> [WORK TASK] Repeat the listing that follows exactly, please.

—————

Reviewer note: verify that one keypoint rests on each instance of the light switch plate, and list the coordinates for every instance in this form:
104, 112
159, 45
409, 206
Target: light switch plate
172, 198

—————

> [REPLY]
Reviewer note: verify that one keypoint rests on each instance of the light switch plate, and list the coordinates for every instance in this form:
104, 112
159, 45
409, 206
Target: light switch plate
172, 198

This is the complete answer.